EXERCISE GOAL |
Tally the lines in the records below that contain the string "dark", treating case as significant. Give only the number.

Data listing |
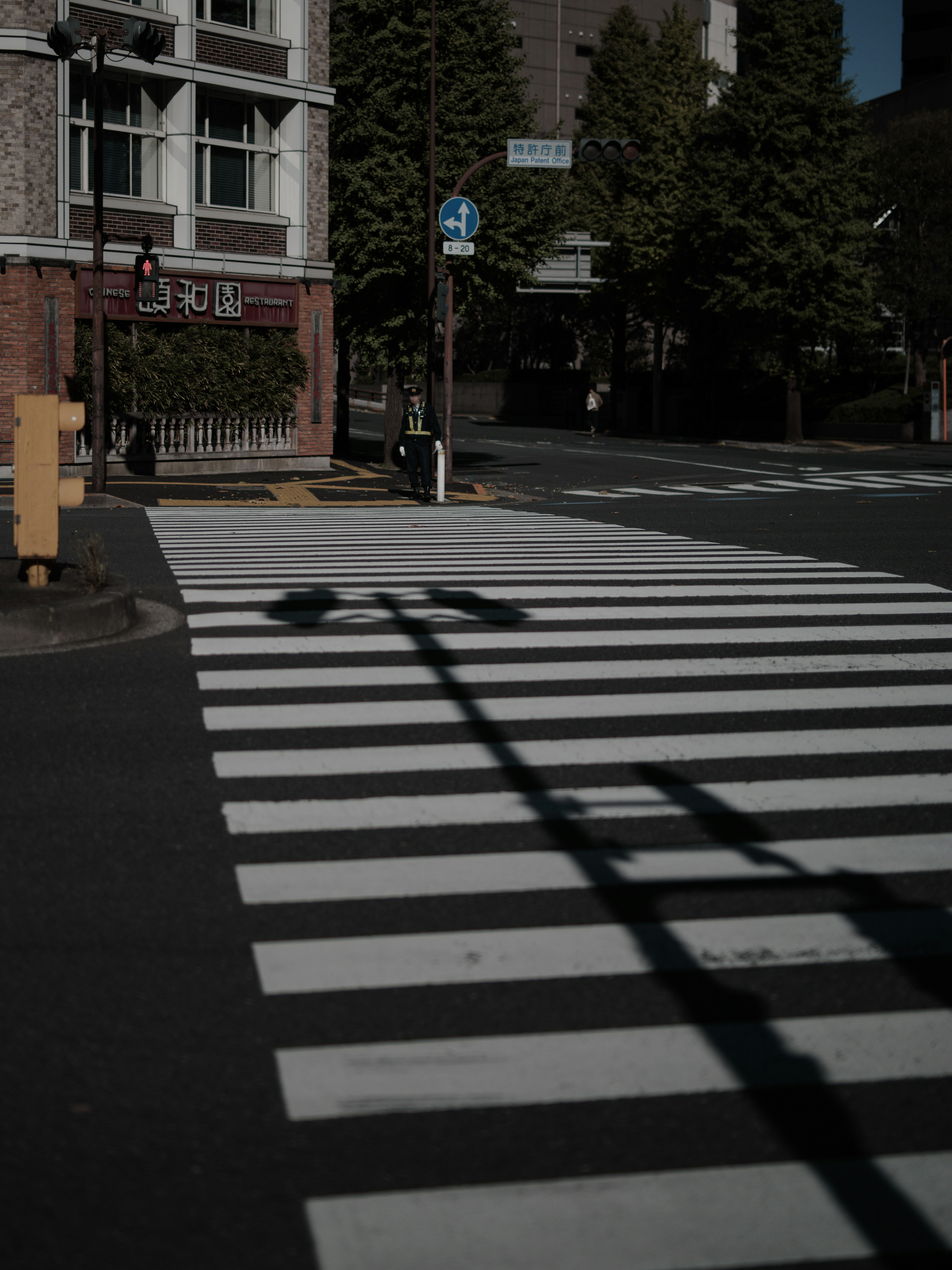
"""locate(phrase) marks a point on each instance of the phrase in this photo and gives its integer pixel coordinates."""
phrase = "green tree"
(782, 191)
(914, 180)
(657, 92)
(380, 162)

* * *

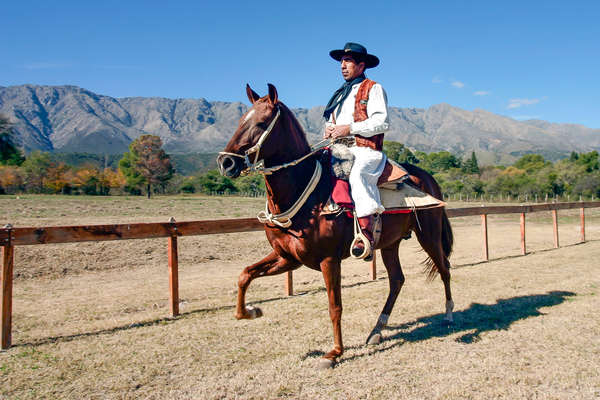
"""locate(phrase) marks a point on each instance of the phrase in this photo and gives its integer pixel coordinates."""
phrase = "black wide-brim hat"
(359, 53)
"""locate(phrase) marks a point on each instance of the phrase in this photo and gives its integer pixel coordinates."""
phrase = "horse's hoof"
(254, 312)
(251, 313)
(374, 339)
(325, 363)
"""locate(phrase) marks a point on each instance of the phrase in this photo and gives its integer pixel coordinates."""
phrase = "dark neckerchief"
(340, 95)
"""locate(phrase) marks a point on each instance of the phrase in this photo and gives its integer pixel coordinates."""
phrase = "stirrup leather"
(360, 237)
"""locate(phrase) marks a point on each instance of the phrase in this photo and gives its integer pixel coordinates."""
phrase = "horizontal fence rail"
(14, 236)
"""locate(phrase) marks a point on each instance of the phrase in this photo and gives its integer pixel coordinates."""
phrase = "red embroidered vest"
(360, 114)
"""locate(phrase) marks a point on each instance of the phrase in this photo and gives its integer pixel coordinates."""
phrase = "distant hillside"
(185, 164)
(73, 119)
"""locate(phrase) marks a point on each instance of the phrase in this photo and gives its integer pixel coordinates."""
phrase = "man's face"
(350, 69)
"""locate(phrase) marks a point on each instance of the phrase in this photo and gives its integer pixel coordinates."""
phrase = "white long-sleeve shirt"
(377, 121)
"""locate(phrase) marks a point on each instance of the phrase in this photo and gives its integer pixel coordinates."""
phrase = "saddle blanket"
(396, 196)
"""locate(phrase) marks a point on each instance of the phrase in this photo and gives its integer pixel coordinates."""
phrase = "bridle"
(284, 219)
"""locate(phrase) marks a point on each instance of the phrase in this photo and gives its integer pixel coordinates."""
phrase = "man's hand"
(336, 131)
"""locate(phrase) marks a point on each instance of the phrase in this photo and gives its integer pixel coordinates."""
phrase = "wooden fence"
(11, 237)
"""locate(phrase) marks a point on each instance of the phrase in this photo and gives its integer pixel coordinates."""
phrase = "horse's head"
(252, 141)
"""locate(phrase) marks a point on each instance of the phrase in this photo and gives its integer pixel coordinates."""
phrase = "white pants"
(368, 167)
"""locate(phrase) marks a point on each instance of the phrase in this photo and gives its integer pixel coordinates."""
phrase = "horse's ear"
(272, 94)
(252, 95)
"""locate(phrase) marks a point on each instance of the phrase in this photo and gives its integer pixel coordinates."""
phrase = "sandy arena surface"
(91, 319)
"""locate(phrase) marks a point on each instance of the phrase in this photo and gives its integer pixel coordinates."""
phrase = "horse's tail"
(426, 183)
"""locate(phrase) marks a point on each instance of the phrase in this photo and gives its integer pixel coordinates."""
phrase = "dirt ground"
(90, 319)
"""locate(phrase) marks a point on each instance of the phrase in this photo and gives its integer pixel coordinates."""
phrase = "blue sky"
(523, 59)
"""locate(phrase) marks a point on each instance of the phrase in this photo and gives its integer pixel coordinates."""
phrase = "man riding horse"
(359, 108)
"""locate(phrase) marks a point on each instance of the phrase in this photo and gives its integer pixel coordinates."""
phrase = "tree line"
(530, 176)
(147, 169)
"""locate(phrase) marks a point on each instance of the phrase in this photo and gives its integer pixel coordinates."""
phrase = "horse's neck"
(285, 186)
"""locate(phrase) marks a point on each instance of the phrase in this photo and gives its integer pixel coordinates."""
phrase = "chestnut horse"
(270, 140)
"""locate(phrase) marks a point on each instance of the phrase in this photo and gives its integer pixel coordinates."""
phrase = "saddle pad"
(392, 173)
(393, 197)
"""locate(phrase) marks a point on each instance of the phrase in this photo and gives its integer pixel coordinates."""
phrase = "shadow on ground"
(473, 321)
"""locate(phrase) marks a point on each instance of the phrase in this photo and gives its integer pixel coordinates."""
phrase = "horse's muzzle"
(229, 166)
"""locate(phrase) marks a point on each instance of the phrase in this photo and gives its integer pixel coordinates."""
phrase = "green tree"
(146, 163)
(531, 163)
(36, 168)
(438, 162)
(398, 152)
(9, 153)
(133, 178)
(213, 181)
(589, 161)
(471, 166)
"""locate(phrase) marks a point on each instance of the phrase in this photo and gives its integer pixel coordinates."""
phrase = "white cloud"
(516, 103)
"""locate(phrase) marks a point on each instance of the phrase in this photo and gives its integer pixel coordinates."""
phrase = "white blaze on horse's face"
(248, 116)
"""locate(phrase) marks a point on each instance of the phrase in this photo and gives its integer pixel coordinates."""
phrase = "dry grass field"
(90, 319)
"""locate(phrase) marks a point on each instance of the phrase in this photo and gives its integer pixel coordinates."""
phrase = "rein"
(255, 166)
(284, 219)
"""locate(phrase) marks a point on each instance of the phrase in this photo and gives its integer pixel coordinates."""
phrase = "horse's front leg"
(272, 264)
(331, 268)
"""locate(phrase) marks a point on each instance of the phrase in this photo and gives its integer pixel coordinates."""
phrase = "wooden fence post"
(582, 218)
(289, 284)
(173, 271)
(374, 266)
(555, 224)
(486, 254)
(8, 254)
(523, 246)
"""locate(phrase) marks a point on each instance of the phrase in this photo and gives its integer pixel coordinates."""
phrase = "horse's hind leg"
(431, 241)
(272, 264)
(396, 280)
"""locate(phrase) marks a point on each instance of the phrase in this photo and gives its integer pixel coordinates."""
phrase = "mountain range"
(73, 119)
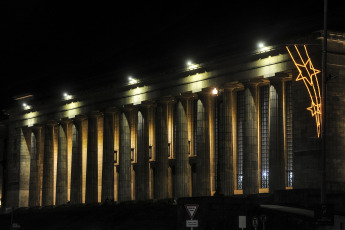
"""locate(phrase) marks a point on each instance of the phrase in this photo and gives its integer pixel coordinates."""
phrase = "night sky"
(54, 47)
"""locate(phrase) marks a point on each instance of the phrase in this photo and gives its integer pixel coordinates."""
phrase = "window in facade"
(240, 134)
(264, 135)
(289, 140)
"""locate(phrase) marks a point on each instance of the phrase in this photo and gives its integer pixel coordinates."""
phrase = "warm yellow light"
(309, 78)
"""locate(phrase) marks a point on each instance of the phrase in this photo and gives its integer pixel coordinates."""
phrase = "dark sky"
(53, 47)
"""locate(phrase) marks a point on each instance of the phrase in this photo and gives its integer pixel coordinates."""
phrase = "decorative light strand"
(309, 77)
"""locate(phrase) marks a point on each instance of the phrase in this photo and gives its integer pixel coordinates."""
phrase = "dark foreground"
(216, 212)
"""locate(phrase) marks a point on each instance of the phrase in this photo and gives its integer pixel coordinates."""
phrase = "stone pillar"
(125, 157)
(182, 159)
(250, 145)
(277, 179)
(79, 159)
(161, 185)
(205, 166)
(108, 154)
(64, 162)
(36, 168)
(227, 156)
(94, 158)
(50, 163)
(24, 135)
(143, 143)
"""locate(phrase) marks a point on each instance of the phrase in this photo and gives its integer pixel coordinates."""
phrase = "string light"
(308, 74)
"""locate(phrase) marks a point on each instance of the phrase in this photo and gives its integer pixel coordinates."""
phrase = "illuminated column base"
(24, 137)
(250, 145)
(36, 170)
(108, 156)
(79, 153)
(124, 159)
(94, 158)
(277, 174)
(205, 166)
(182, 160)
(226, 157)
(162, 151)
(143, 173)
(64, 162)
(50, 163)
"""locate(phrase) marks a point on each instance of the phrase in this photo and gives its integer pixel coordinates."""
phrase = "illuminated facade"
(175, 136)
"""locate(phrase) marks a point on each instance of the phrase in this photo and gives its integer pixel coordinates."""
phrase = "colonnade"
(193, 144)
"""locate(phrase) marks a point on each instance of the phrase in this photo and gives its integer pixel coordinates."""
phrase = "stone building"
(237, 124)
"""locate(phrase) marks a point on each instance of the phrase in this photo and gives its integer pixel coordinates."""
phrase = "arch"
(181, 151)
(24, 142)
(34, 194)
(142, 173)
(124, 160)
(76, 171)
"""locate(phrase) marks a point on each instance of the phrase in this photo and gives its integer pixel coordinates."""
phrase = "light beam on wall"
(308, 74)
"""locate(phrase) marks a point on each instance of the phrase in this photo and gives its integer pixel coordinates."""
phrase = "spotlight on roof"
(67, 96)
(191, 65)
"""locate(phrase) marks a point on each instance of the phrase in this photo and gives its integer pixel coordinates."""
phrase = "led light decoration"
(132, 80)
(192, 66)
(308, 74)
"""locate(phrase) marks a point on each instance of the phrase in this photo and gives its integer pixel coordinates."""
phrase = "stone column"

COMPLETED TASK |
3